WHAT THIS TASK INVOLVES> Which lines below contain the string "double"? Gather every one of them, treating uppercase and lowercase as different.

# # #

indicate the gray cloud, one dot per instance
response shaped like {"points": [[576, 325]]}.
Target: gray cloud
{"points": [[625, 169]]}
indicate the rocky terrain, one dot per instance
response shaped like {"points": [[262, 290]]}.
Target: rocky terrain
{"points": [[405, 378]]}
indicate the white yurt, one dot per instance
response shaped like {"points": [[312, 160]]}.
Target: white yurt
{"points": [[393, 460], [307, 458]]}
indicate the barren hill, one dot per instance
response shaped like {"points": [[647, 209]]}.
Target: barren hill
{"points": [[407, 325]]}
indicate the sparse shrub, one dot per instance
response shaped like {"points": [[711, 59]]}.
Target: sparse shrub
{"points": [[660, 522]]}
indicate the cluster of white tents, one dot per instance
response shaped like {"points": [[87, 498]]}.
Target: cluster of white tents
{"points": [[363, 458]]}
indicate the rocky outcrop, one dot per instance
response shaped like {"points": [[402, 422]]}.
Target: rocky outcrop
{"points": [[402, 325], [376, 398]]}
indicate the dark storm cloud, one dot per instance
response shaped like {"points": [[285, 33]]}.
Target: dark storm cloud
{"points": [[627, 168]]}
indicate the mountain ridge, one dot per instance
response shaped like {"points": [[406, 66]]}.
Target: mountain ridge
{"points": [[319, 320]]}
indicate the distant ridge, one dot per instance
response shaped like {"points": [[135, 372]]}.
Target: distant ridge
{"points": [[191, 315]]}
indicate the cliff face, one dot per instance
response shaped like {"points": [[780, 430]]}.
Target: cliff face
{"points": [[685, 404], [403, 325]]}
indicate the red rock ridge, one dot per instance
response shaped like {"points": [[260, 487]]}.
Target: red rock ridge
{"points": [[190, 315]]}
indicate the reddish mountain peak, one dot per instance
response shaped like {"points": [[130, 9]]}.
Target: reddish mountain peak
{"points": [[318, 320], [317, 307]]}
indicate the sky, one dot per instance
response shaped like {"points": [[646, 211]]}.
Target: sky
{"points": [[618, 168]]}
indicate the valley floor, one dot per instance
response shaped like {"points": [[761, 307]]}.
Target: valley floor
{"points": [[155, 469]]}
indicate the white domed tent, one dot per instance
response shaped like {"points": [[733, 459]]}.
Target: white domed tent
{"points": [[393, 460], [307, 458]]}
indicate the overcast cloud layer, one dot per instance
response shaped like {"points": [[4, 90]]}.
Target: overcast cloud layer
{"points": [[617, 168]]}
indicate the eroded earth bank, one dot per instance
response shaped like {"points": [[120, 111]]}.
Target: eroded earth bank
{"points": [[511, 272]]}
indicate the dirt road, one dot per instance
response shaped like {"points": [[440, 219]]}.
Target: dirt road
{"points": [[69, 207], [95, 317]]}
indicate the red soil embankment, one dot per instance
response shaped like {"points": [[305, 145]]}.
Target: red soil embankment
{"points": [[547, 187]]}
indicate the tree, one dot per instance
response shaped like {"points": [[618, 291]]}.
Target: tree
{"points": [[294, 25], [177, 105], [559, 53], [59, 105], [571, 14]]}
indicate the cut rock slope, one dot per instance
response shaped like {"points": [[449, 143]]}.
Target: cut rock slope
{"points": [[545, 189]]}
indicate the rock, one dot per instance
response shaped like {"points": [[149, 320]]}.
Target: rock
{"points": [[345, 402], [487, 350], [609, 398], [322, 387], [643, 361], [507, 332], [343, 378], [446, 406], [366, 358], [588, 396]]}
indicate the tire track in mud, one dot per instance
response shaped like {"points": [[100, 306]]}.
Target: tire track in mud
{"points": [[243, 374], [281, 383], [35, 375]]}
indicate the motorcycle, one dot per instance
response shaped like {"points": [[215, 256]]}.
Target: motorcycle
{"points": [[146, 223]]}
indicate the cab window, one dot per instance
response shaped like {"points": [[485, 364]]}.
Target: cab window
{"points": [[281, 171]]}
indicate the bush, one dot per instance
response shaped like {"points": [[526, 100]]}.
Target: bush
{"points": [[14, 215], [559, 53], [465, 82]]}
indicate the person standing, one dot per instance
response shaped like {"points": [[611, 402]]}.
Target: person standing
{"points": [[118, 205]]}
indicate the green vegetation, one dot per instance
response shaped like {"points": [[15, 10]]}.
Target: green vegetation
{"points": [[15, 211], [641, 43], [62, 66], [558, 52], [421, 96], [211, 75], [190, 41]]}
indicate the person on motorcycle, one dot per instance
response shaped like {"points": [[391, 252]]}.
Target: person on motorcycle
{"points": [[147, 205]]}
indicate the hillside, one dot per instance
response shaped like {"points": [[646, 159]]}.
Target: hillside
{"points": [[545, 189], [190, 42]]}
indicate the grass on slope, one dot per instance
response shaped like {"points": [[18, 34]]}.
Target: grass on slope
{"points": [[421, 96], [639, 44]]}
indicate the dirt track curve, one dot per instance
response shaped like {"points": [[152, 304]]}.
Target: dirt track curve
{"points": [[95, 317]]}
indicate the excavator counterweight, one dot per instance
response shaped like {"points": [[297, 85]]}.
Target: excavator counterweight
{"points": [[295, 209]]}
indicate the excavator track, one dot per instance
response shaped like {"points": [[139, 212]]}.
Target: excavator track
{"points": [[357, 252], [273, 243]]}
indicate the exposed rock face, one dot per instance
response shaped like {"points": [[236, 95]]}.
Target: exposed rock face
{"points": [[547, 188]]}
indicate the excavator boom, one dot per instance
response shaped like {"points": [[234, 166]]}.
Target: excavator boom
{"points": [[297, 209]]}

# # #

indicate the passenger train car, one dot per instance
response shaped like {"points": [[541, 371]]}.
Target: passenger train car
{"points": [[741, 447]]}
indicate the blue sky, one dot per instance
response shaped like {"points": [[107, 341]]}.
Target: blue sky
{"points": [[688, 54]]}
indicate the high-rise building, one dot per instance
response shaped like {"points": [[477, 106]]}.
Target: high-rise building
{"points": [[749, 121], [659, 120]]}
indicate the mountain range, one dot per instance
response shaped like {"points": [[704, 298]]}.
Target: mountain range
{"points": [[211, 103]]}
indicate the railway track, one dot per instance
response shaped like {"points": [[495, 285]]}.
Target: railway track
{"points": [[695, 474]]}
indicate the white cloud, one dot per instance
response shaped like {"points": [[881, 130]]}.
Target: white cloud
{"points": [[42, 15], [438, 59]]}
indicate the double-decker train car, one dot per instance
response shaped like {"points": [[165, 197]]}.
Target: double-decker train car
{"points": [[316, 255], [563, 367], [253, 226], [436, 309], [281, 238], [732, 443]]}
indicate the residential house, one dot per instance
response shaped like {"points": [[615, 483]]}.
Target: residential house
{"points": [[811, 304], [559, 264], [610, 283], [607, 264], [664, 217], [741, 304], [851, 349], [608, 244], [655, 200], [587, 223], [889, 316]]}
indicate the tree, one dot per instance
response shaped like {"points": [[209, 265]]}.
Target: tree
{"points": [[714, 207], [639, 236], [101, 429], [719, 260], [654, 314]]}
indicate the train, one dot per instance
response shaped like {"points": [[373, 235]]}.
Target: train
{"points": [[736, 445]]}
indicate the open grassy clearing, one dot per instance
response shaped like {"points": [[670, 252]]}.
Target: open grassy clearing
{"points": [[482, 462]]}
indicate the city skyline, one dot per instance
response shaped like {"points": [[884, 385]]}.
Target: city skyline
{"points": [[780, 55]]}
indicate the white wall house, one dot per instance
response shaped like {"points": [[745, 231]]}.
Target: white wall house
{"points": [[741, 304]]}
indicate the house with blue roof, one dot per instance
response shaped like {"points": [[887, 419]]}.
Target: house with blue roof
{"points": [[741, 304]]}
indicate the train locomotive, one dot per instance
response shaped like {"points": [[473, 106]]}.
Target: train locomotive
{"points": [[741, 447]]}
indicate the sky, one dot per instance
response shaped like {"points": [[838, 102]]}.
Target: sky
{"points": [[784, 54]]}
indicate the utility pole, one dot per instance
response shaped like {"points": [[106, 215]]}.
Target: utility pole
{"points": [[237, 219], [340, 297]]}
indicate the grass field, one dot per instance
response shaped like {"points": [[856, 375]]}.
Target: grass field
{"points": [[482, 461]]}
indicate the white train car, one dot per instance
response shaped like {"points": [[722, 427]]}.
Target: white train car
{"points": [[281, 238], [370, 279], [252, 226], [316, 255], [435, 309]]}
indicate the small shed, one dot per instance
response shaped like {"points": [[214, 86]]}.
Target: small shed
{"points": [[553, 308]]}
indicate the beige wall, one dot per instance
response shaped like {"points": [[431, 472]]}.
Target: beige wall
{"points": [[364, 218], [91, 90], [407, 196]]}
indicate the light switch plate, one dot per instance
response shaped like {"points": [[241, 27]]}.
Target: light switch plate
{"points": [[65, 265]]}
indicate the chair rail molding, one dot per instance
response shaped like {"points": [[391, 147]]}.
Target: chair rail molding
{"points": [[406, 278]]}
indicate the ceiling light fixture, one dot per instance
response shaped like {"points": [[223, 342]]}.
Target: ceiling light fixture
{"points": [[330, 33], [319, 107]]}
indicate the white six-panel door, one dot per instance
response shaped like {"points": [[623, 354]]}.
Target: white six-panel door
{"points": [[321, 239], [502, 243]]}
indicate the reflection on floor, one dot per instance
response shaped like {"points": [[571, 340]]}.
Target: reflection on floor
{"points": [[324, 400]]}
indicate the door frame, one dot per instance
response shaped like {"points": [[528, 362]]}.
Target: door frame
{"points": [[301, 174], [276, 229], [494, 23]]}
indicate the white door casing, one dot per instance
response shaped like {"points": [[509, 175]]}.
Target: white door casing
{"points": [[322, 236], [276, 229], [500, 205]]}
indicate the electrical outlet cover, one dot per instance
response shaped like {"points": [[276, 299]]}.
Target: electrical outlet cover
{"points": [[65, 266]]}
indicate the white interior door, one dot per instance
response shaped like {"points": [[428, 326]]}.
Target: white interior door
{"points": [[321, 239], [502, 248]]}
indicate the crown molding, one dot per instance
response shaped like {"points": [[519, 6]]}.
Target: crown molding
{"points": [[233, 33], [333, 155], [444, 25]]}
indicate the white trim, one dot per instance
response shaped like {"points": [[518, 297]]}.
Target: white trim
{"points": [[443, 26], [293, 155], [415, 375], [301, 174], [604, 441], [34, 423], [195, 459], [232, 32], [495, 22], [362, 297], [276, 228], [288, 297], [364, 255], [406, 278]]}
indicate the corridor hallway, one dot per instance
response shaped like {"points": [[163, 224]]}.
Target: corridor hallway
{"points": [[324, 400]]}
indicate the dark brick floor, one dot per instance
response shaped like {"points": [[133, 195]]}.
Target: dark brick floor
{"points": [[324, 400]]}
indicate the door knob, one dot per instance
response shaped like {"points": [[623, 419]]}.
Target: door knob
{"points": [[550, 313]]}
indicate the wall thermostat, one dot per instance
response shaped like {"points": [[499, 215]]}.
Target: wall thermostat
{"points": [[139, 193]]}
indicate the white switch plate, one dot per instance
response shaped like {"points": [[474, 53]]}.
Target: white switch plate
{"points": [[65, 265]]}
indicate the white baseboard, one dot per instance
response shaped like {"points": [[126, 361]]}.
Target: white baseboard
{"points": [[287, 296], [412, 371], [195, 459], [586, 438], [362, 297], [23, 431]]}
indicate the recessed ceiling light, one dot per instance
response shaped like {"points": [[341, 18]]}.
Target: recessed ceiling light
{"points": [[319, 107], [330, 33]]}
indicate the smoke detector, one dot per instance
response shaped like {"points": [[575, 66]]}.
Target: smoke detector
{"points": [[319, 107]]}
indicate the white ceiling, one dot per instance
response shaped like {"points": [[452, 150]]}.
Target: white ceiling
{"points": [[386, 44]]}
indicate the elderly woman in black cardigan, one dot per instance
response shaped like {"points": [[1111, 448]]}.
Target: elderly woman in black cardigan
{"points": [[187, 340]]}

# # #

WRITTEN SOLUTION>
indicate the double-decker train car, one dot per instance
Target: double-decker train car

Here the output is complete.